今すぐ銀行買収してよブルース・ウェイン!と思ってしまったけど(映画ネタ)

 

最後の場面、ルーサーといえばレックス・ルーサーだけど、彼らしくないような… 私もそんなによく知ってるわけではないんですが、 レックス・ルーサーといえばスーパーマンに執着する大金持ちで優秀な、 ただの人間だけどやっかいな悪役、というイメージです。 自己顕示欲も強いので、今回の敵の「隠れて観察する」とか「正体を隠して対立する」 というのは従来のイメージに当てはまらない感じがするんですよね。 「今回のドラマではそういうキャラ」なのかもしれませんが。 そもそも自分もエイリアンだ的なこと話してましたしね。どうなんだろ。

 

 

第2話 引き継いだもの

 わー!平行世界!?タイムスリップ!? 小さな田舎町と世界規模の異なるスケールで「あの場所でしでかした悪行をここではやらせない」が同時進行していくのも面白かった。これが相互作用で変化していくのかな。

 

私が知ってるのは子供がひとりのバージョンだけだったので、ふたり、しかも双子となると能力の継承含めコンプレックスの問題がモリモリ出てきそう…一方でこのドラマ、そういうスーパーヒーローならではの悩みを誰にでもある普遍的なものと結びつけるのが上手いのでどう描くか楽しみでもあります。

——

**作業要件:** スーパーヒーロードラマの感想を述べた本文を、最後の文の後から書き継いでください。 この後に続く資料は、本文とは別個のものです。

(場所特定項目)
——

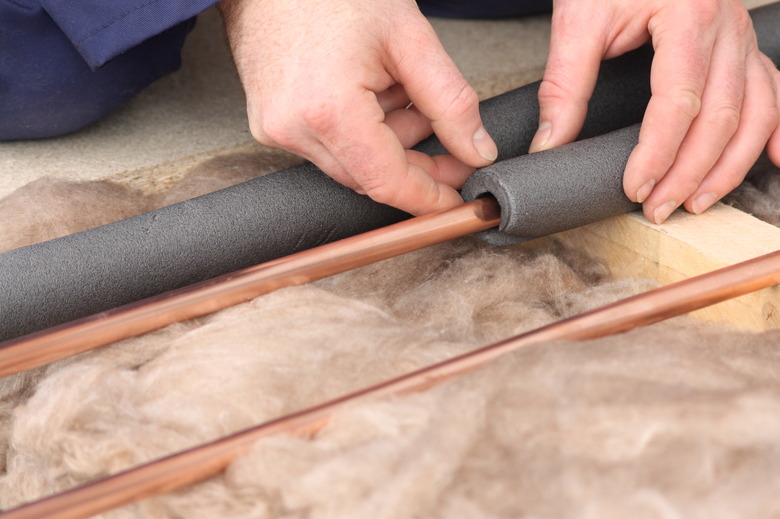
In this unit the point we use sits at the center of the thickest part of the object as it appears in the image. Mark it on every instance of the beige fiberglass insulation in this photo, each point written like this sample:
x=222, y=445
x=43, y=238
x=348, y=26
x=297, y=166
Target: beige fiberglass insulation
x=673, y=421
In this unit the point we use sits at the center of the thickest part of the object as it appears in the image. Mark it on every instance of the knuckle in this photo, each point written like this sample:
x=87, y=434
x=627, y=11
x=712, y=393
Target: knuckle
x=725, y=119
x=743, y=24
x=462, y=100
x=731, y=182
x=273, y=132
x=553, y=90
x=320, y=116
x=707, y=13
x=686, y=101
x=379, y=190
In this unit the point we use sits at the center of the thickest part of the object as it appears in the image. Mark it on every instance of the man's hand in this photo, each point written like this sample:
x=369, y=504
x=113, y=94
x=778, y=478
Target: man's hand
x=714, y=101
x=331, y=81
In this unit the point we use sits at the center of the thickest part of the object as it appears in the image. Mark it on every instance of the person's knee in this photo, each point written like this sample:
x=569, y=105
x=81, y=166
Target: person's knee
x=47, y=89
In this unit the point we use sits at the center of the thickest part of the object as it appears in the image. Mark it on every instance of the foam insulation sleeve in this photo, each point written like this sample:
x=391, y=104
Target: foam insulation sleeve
x=557, y=189
x=288, y=211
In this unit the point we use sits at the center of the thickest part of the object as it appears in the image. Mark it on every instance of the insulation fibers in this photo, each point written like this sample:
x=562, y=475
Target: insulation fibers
x=675, y=420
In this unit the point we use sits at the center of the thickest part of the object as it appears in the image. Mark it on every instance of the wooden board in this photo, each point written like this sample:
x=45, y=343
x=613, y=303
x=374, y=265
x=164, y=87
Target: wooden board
x=685, y=246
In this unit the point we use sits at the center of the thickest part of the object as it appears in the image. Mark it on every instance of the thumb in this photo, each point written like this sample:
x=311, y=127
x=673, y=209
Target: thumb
x=441, y=93
x=569, y=78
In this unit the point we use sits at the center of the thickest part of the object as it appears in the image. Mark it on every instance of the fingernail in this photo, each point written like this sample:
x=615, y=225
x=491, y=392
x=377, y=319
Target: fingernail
x=644, y=191
x=542, y=137
x=485, y=145
x=663, y=211
x=703, y=202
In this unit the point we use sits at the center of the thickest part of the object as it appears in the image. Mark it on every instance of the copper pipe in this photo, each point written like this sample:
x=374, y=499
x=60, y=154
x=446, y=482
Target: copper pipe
x=198, y=463
x=39, y=348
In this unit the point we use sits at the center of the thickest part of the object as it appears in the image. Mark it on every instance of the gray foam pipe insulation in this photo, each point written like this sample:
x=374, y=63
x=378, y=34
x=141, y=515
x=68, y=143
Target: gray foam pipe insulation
x=298, y=208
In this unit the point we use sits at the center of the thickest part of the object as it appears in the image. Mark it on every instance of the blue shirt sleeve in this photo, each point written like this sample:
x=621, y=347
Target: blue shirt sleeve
x=102, y=29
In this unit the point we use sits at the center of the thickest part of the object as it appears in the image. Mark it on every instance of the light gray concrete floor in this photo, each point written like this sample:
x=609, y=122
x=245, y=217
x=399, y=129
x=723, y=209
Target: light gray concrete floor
x=199, y=112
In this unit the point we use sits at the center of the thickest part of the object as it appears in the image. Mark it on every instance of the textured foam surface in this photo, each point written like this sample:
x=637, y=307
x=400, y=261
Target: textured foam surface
x=60, y=280
x=558, y=189
x=574, y=185
x=71, y=277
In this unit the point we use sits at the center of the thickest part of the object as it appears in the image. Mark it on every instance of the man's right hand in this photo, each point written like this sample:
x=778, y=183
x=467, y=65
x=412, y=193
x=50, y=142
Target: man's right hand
x=330, y=81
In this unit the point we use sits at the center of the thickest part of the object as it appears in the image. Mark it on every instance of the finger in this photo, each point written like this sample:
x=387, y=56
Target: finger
x=677, y=79
x=569, y=77
x=442, y=168
x=711, y=130
x=393, y=98
x=441, y=93
x=759, y=120
x=376, y=161
x=773, y=146
x=409, y=125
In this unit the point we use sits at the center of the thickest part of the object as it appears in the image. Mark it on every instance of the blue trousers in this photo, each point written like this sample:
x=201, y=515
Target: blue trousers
x=64, y=65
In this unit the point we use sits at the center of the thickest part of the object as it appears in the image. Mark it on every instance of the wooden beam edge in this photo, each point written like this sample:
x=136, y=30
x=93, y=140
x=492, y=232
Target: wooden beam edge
x=686, y=246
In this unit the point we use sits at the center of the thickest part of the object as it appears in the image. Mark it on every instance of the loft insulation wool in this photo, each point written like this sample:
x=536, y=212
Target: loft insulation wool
x=676, y=420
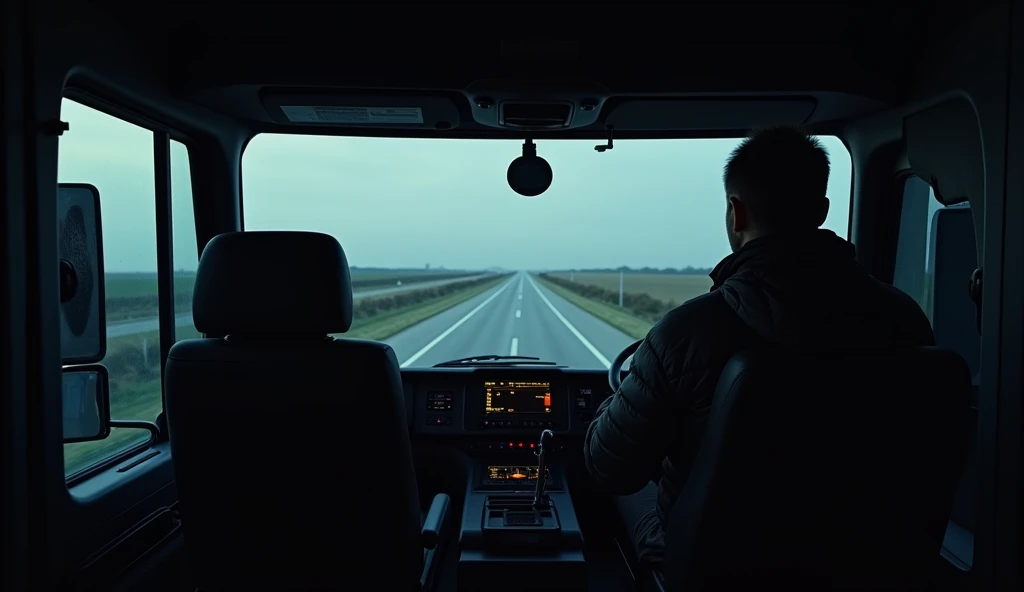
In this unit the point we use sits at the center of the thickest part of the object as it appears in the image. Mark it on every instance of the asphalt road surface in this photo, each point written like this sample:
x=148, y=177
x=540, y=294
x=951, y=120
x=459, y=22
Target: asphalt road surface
x=519, y=318
x=135, y=326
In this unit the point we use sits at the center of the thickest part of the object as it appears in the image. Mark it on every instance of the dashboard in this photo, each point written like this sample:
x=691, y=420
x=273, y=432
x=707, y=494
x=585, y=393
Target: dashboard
x=503, y=404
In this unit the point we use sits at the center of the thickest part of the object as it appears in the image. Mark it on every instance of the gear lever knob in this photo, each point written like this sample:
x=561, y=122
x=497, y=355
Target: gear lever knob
x=542, y=470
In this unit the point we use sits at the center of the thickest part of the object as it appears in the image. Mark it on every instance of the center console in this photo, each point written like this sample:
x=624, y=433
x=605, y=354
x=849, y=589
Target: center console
x=518, y=516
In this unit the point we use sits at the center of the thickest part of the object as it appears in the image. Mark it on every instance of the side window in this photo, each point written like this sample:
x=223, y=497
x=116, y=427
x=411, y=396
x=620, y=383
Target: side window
x=117, y=157
x=185, y=246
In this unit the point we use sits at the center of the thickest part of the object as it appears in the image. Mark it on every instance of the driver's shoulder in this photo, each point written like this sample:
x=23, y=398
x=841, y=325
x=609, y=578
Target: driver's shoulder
x=693, y=324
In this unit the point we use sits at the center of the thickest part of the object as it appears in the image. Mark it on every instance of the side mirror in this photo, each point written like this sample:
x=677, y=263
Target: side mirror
x=85, y=393
x=83, y=310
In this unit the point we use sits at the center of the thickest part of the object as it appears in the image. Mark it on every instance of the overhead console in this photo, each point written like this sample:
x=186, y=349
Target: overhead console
x=525, y=106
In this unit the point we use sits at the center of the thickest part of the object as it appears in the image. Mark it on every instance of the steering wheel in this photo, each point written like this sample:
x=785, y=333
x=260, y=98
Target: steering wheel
x=615, y=370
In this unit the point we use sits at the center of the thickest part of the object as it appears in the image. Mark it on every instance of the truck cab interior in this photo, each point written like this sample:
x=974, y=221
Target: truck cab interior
x=325, y=297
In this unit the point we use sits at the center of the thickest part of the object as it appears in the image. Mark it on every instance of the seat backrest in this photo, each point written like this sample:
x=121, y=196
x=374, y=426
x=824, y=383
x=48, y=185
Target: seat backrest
x=291, y=450
x=830, y=471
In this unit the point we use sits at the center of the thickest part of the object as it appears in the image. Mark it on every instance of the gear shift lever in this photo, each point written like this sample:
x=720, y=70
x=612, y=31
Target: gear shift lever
x=540, y=502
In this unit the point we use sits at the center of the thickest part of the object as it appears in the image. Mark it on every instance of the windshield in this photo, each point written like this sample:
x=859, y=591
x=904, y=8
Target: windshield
x=449, y=262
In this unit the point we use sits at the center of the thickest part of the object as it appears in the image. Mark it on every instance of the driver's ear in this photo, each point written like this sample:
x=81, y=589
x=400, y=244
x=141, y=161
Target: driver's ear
x=740, y=217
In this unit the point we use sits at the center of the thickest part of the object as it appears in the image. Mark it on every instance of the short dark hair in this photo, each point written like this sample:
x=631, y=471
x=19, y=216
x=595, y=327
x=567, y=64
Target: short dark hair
x=780, y=173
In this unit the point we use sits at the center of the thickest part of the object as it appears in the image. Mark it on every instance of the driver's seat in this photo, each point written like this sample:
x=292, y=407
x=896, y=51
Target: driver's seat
x=822, y=472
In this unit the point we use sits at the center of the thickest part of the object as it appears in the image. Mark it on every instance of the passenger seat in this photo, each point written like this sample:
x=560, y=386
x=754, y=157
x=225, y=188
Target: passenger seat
x=291, y=448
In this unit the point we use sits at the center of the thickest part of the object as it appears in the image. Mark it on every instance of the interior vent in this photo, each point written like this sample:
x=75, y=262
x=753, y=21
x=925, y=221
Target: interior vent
x=536, y=115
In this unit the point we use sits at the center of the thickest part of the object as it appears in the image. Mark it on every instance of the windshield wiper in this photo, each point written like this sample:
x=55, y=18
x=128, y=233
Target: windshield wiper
x=495, y=361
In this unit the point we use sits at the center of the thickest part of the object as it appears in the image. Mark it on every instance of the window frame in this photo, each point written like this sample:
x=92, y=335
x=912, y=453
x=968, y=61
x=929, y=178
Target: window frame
x=163, y=200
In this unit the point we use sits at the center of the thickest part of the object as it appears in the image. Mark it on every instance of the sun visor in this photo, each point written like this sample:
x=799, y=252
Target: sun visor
x=366, y=111
x=943, y=145
x=708, y=113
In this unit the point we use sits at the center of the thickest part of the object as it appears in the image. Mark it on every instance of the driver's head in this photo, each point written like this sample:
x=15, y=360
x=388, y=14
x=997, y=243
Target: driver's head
x=775, y=181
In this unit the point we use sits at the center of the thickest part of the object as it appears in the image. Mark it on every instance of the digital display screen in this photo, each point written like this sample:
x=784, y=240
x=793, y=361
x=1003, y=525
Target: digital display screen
x=438, y=400
x=516, y=397
x=506, y=473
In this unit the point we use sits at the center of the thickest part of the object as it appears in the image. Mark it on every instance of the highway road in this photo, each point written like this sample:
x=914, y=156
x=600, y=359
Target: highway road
x=518, y=318
x=124, y=328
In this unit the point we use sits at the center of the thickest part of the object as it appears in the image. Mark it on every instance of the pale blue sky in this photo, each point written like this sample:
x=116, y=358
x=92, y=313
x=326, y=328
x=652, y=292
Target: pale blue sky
x=406, y=203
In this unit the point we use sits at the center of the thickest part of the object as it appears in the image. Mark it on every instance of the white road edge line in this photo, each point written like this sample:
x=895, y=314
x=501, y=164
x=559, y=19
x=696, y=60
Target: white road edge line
x=457, y=325
x=600, y=356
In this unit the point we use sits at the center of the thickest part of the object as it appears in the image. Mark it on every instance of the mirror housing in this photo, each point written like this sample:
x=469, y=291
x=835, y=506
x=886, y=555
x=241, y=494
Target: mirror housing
x=80, y=268
x=86, y=403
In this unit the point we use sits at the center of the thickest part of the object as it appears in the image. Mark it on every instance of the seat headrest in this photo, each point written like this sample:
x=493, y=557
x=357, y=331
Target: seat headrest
x=272, y=283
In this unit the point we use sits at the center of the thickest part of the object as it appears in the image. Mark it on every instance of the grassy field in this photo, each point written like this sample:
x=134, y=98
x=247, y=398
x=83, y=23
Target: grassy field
x=133, y=361
x=670, y=288
x=131, y=296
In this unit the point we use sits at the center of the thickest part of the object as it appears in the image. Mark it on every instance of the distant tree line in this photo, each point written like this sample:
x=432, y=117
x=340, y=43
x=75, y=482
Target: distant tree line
x=687, y=270
x=642, y=304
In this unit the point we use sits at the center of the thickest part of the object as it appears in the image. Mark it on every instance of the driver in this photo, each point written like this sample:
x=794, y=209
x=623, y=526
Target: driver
x=786, y=283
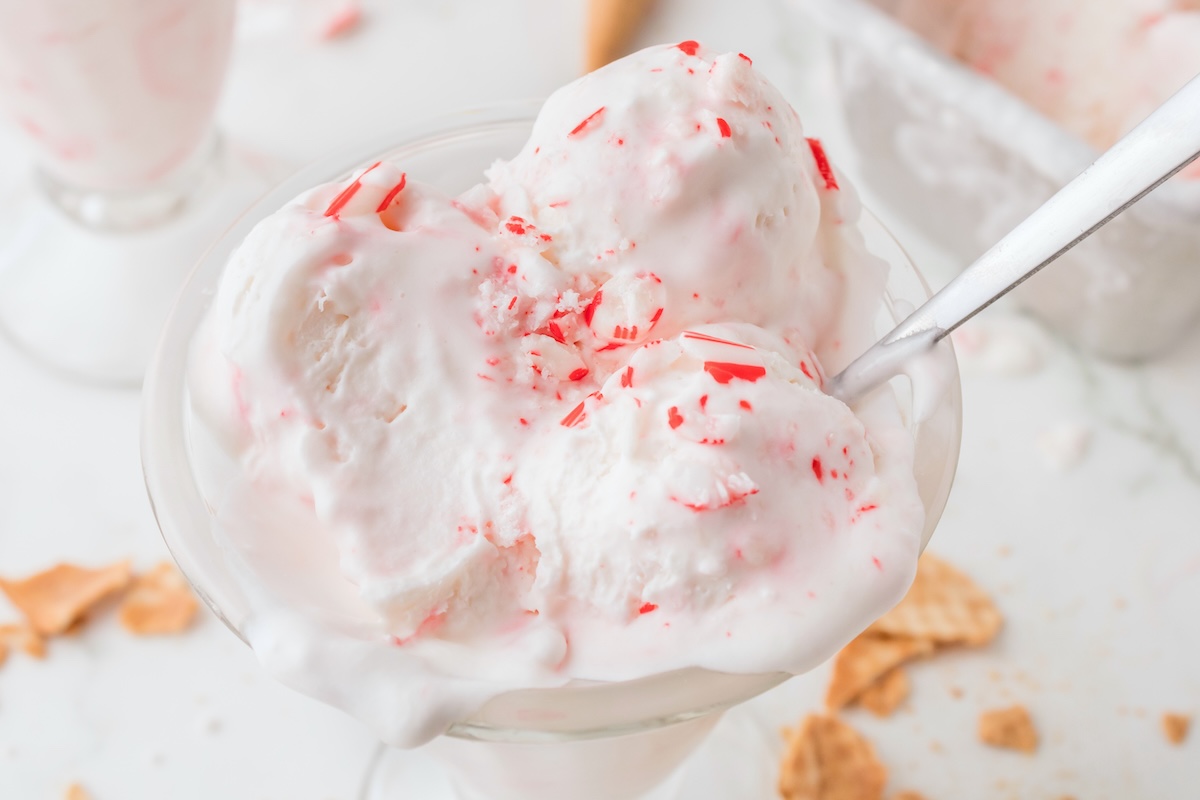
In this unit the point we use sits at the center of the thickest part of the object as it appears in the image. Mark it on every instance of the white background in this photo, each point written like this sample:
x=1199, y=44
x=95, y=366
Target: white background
x=1097, y=567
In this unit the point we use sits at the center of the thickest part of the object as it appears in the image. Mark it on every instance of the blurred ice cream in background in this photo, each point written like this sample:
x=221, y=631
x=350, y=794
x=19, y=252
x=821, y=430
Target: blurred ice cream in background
x=115, y=95
x=1097, y=67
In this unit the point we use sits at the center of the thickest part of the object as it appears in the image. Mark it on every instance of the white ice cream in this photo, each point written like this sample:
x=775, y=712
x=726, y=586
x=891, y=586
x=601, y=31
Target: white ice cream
x=114, y=94
x=569, y=426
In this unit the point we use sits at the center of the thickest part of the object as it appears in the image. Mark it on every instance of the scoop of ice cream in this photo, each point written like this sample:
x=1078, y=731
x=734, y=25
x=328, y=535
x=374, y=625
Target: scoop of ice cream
x=379, y=410
x=711, y=477
x=681, y=167
x=571, y=423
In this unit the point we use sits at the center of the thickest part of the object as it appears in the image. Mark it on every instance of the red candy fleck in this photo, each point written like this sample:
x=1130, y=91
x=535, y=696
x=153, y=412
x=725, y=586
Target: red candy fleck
x=706, y=337
x=592, y=118
x=348, y=193
x=622, y=332
x=723, y=372
x=823, y=163
x=574, y=417
x=391, y=193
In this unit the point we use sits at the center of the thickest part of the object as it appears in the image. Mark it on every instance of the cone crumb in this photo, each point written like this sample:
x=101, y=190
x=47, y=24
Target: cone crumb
x=827, y=759
x=1009, y=728
x=1175, y=727
x=159, y=603
x=54, y=600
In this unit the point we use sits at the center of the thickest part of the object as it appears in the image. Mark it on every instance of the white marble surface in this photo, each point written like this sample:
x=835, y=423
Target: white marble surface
x=1077, y=501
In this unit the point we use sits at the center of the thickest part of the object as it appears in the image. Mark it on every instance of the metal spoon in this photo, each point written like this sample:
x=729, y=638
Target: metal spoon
x=1163, y=144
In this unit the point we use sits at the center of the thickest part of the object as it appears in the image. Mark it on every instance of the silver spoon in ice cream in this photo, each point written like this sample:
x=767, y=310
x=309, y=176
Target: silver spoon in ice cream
x=1163, y=144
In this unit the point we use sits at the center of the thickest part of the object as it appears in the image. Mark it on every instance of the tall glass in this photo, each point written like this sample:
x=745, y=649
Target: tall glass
x=593, y=741
x=117, y=100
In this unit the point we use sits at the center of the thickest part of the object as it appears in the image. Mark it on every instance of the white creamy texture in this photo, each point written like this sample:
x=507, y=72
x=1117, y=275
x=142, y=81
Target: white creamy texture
x=539, y=461
x=1098, y=67
x=115, y=94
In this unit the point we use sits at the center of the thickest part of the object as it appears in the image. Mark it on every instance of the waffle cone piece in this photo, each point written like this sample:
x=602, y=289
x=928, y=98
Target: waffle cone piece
x=57, y=599
x=827, y=759
x=865, y=660
x=943, y=606
x=611, y=29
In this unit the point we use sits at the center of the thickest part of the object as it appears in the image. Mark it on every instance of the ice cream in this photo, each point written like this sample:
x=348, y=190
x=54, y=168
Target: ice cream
x=1097, y=68
x=569, y=425
x=115, y=94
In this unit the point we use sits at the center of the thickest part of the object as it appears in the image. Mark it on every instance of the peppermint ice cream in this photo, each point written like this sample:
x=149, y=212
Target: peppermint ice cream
x=570, y=425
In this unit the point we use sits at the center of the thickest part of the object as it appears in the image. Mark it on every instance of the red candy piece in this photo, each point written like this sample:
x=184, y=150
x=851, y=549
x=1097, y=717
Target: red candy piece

——

**正解:**
双子ちゃん、思春期らしい突然の噴火はありつつも、お互いをちゃんと思いやれるいい子たちだ…

 

 

第3話 人気者であることの特権

 なにか起こったら町中に筒抜けの田舎町あるある、アメリカでもそうなんだなって…これ日本人も共感できるよね…

両親が住み、心の拠り所として描かれることが多かった故郷スモールビルも、時代の流れとともに素朴な田舎町として存在し続けられない。しかし同時に次の世代の新しい可能性も示してくれるところが好きです。

 

ジョーダンがフットボール始めた時、私も「あっこれパワーが暴走して悲劇で終わるやつでは」って思っちゃったんですよ。クラークは自分のパワーが大きかったし、制御や責任のことが気になってしまうのもしょうがない。

これを子供の新たな可能性をどこまで信じて見守れるのかって普遍的な問題に結び付けて描いているのが上手いんですよね。ジョーダンのパワーがクラークほど大きくなかったというのもあるけど、パワーを利用しつつ、あくまでそれはきっかけで、コミュニケーションを通じて状況を変えた。

それは野球をやめた過去のクラークとは違う選択肢、違う可能性。その上でクラークやクラークの父親の考えや選択を古臭いものとはせずに、規範として示したうえで、最後は自分の心が本当に求めているものを見極めなさい、と導いているのがよかった。

この結論に至るまでに過保護な行動しちゃったりして、クラークが父親として失敗してるのもいいんですよね。子供たちだけでなく、親の成長物語でもある。

 

かっこいいけど田舎町では煙たがれるだろうなーと思っていたロイスのジャーナリズムが、田舎町だからこそ見逃されていた事件に切り込むってターンに入って来たのもワクワクします。 映像綺麗だし、面白いですスーパーマン&ロイス。一挙再放送とかもしてほしいな。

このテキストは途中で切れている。